— Reading passage —

--------

Abraham ibn Ezra explains that the yield of Judah’s vineyards will be “so abundant that his ass can turn aside to the vine and he won’t care if it eats the grapes.” Alter adds: “This explanation jibes nicely with the next image of washing garments in wine—the wine will be so plentiful that it can be treated as water.” Mann picks up on this imagery and does something clever and surprising with it. Judah, or rather his tribe, was so “blended and merged” in Jacob’s blessing with “the figure of Shiloh” that “when it came to the vision of the fullness of blessing and grace to which Jacob now devoted himself, no one could say whether his words concerned Judah or this man of promise.”

It all swam in wine—sparkling wine turned everything red before the listeners’ eyes. It was a land, this king’s kingdom, a land where someone bound his animal to the vine and his ass’s colt to the choice vine. Were these vineyards of Hebron, the wine-clad hills of Engedi? Into his city “he” rode on an ass and upon the foal of a she-ass, a beast of burden. There was nothing but the drunken delight of red wine at the sight of him, and he himself was like a drunken god of wine stomping in the winepress, holding skirts high in exultation—the blood of the wine drenched his apron and the red juice of the grape his garments. How beautiful he was wading there, dancing the dance of the winepress—more beautiful and than any other man, white as snow, red as blood, black as ebony…


Mann’s reference to the “someone” who rides an ass into his city may bring to mind Jesus entering Jerusalem, but he instead identifies Judah/Shiloh with Dionysius, the “drunken god of wine.” So, if Mann gives Jacob’s blessing for Judah a Christian interpretation, it is not exclusively Christian. In addition to Mann’s identification of Judah with the astrological sign Leo, the last part of Jacob’s blessing allows Mann to invoke another element of pagan mythology. In Mann’s retelling, Judah and his messianic seed appear as a confused amalgam, all swimming in wine, of Christian and pagan mythology alike.

--------

— Dataset entries —
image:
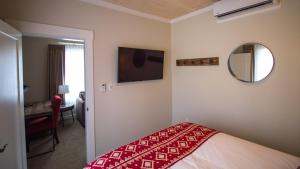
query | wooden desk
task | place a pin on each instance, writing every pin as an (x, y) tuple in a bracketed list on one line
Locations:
[(38, 109)]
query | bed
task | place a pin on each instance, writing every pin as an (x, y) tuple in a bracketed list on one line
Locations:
[(192, 146)]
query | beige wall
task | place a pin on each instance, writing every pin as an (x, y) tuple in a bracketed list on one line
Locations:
[(267, 112), (35, 67), (130, 110)]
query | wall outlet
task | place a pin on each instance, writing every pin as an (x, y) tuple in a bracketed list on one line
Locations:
[(109, 87), (103, 87)]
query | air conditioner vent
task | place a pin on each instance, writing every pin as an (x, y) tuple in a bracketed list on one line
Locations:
[(227, 7)]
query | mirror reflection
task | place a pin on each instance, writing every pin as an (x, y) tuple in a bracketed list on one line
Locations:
[(251, 62)]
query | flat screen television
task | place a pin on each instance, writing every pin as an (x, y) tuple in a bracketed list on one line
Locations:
[(139, 64)]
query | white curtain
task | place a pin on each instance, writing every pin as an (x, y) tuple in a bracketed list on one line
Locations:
[(74, 71)]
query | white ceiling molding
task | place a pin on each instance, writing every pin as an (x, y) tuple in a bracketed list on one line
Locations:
[(189, 15), (126, 10)]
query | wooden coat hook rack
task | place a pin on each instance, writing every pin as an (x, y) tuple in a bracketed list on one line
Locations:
[(198, 62)]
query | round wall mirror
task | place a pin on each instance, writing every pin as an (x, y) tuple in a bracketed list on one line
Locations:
[(251, 62)]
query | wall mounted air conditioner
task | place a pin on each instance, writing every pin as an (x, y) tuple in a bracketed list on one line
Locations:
[(227, 7)]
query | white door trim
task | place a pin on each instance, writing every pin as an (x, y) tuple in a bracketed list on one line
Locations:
[(51, 31)]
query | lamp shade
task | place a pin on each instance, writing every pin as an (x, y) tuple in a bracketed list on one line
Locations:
[(63, 89)]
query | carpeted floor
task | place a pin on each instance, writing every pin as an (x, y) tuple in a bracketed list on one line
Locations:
[(70, 153)]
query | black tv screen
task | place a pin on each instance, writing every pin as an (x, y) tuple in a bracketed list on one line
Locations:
[(139, 64)]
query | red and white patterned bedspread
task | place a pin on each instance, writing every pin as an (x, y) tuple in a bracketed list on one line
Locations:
[(159, 150)]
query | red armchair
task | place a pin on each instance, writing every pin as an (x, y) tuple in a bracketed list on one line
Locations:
[(45, 123)]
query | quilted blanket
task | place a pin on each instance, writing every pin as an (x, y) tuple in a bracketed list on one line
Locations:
[(159, 150)]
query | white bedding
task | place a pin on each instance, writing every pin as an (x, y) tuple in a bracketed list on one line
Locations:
[(223, 151)]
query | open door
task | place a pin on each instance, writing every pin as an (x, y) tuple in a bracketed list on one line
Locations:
[(12, 141)]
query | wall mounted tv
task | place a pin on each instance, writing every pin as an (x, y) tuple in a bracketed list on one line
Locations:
[(139, 64)]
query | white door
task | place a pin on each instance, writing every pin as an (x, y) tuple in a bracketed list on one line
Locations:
[(11, 99)]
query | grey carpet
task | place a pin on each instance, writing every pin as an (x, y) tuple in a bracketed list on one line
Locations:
[(70, 153)]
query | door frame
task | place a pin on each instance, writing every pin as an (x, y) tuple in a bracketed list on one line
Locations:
[(11, 32), (59, 32)]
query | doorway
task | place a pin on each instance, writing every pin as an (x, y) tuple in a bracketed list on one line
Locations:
[(57, 32), (40, 67)]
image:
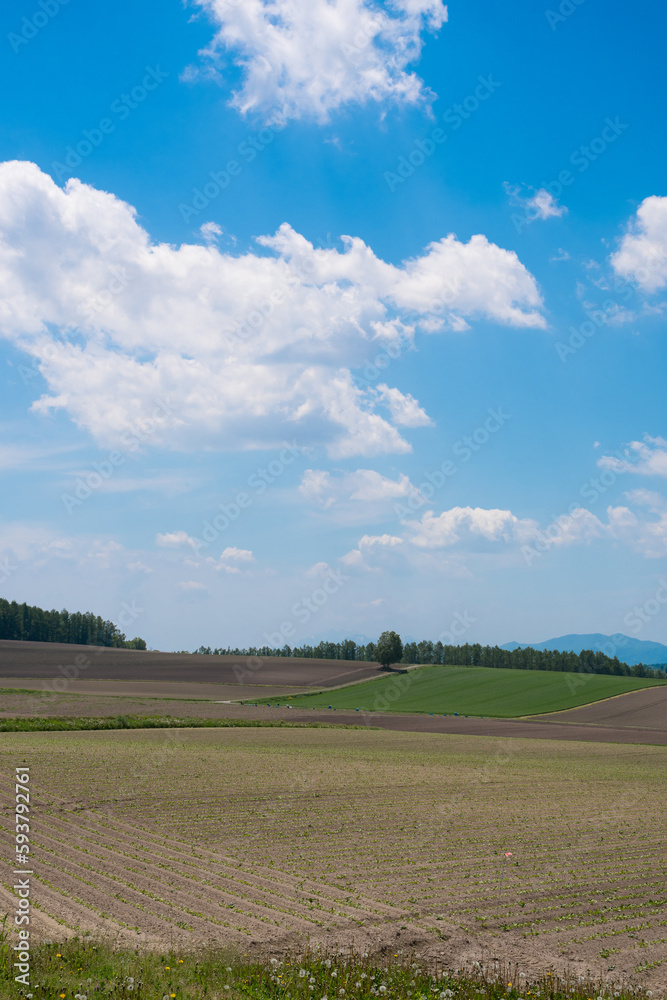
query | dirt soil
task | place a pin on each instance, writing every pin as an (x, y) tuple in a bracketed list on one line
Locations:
[(645, 709), (62, 705), (45, 660), (270, 839)]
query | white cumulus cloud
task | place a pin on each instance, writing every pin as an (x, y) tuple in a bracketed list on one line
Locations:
[(541, 204), (366, 485), (190, 346), (307, 58), (646, 458), (642, 254)]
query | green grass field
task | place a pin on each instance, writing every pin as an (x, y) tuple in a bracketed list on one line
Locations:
[(472, 691)]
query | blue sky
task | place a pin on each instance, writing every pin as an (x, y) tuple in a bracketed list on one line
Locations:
[(498, 174)]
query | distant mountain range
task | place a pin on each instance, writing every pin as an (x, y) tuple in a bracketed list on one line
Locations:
[(630, 651)]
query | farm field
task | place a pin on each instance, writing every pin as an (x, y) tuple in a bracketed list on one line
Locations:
[(476, 691), (43, 660), (649, 723), (647, 708), (273, 838)]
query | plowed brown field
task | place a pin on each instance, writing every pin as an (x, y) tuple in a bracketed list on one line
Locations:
[(44, 660), (378, 839), (636, 710)]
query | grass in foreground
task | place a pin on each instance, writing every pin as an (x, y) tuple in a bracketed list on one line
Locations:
[(83, 969), (472, 691), (35, 724)]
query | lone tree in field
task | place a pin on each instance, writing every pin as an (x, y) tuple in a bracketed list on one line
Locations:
[(389, 649)]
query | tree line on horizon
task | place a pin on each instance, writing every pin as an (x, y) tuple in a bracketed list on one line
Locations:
[(466, 655), (26, 623)]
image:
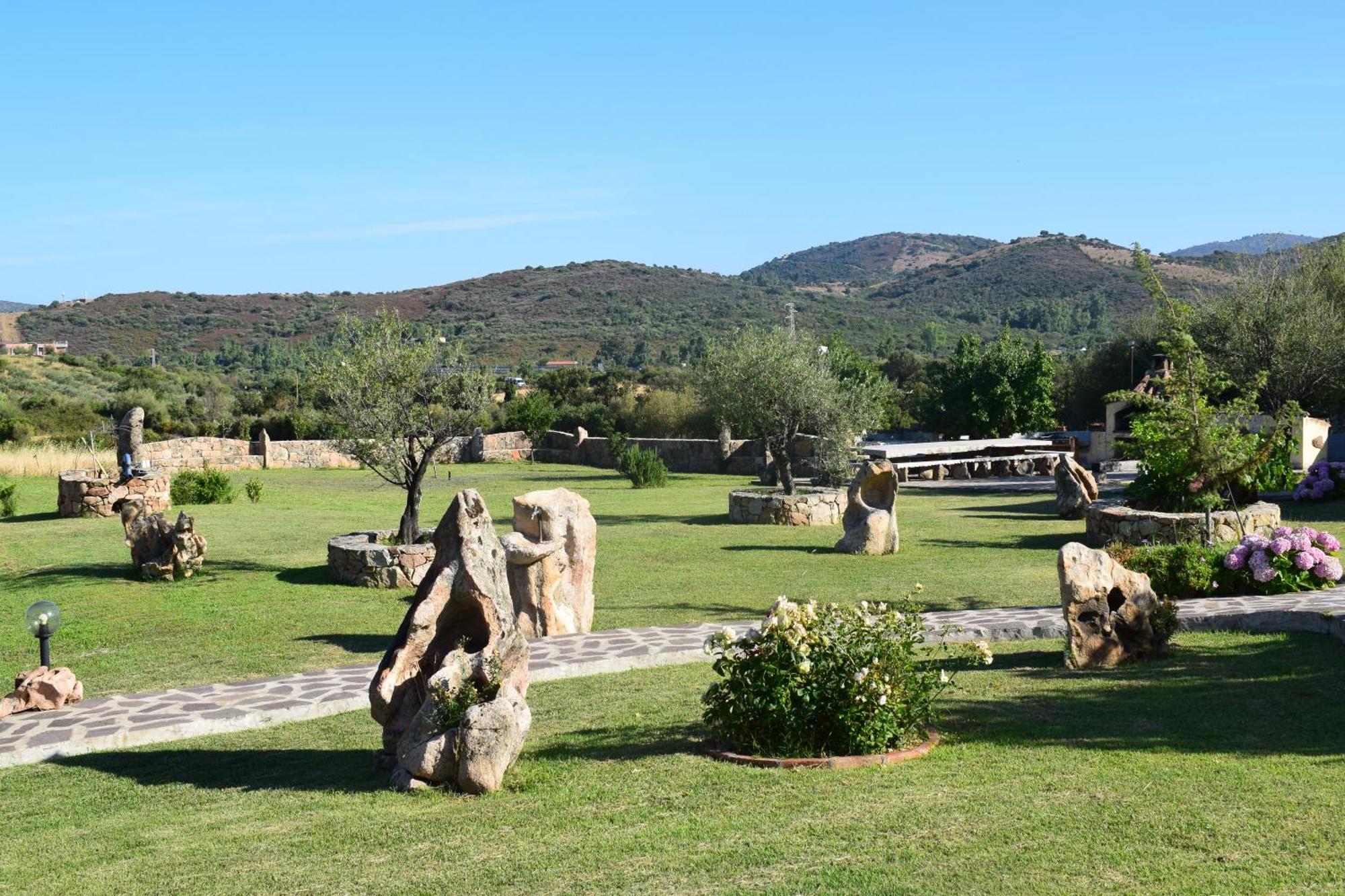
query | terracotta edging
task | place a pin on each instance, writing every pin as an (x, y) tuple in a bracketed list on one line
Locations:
[(833, 762)]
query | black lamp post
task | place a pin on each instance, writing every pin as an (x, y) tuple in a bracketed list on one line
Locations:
[(44, 619)]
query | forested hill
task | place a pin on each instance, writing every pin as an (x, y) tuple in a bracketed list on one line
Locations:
[(1067, 290)]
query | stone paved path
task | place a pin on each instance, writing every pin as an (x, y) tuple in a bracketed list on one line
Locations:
[(127, 720)]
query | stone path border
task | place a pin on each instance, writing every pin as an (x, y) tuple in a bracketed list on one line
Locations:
[(128, 720)]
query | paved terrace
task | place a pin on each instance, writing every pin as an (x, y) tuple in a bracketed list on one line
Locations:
[(127, 720)]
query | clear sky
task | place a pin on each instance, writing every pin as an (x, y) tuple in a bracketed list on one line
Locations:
[(236, 147)]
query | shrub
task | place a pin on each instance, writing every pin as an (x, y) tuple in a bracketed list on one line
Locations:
[(1323, 481), (1292, 560), (1175, 571), (818, 681), (645, 469), (202, 487)]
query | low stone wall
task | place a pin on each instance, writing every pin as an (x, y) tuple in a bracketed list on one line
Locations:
[(83, 493), (805, 507), (1112, 521), (360, 559)]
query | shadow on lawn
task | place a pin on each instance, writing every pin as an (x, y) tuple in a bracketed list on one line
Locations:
[(1265, 697), (353, 643), (309, 770)]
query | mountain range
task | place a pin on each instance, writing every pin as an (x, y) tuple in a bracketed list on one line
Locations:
[(878, 291)]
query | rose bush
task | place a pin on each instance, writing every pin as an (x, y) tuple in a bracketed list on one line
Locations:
[(829, 680), (1291, 560)]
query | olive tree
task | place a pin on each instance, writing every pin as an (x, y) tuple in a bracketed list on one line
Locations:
[(399, 399), (774, 385)]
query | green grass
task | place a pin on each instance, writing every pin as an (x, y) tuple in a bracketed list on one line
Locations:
[(1217, 770), (263, 604)]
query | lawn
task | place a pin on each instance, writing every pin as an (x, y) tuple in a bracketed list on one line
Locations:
[(1218, 770), (264, 606)]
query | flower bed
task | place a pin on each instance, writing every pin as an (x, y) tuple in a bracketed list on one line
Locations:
[(1323, 481), (367, 559), (805, 507), (828, 681), (1112, 521)]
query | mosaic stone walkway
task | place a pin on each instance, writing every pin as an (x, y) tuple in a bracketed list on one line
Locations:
[(127, 720)]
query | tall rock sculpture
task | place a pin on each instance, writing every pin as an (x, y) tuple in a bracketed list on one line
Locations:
[(1110, 611), (551, 563), (131, 436), (1075, 487), (871, 518), (450, 692), (161, 549)]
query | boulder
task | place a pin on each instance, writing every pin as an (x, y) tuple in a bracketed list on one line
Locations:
[(131, 435), (1075, 489), (871, 517), (161, 549), (551, 563), (450, 692), (1109, 610), (42, 689)]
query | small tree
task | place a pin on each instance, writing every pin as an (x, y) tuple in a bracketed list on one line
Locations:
[(774, 385), (399, 400), (535, 413), (1192, 436)]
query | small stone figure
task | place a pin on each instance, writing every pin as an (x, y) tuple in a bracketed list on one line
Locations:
[(871, 517), (158, 548)]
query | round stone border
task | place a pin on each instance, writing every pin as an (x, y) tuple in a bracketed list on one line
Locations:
[(360, 559), (1112, 521), (808, 506), (835, 762)]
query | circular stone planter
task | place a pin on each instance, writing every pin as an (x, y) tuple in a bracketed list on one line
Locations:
[(84, 493), (805, 507), (835, 762), (1112, 521), (361, 559)]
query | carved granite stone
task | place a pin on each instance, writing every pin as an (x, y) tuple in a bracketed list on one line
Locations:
[(551, 563), (458, 646)]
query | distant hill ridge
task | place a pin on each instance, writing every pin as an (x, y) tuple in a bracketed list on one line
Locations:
[(1258, 244)]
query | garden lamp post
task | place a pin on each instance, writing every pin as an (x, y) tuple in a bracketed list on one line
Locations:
[(44, 619)]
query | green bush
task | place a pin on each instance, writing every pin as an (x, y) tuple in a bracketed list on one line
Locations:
[(1175, 571), (828, 681), (202, 487)]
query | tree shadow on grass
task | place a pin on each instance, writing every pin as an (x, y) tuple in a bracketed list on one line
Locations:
[(353, 643), (350, 771), (1266, 697)]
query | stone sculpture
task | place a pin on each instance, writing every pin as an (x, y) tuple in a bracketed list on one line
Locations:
[(161, 549), (458, 646), (551, 563), (871, 517), (1075, 489), (1109, 610), (42, 689)]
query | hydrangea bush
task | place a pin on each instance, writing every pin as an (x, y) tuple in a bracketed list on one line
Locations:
[(829, 680), (1291, 560), (1323, 481)]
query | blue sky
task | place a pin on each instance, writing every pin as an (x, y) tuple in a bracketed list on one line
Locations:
[(236, 147)]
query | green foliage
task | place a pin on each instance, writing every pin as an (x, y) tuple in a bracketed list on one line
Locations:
[(993, 391), (535, 413), (1192, 438), (774, 385), (202, 487), (1175, 571), (827, 681)]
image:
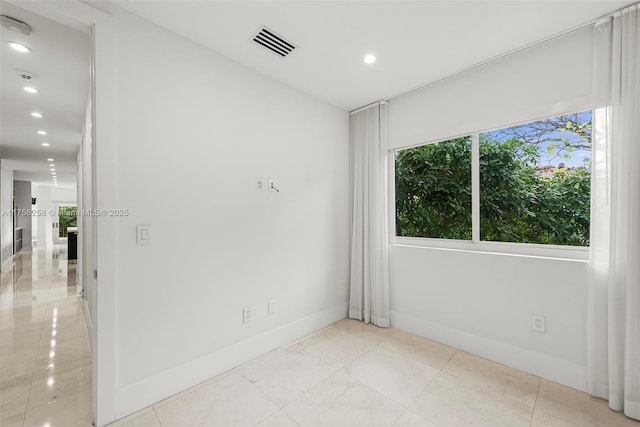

--------

— Things to do —
1. Translate this sentence from the passage on Mann's retelling of Jacob's blessing into Spanish: "So, if Mann gives Jacob's blessing for Judah a Christian interpretation, it is not exclusively Christian."
2. Rewrite everything in the records from the line containing "query | green foliage" down to the end of the records, putting "Coordinates" in place of "Locations" and changing nothing else. Leave out the pictures.
The records that come after the passage are unrelated to it.

— Expected answers —
1. Así pues, si Mann da a la bendición de Jacob para Judá una interpretación cristiana, esta no es exclusivamente cristiana.

2.
query | green foliage
task | place a pin on each instance, writing every pin as an (x, y) tuple in a bracketed list on one line
Coordinates:
[(993, 391), (535, 413), (1192, 438), (774, 385), (202, 487), (1175, 571), (827, 681)]
image:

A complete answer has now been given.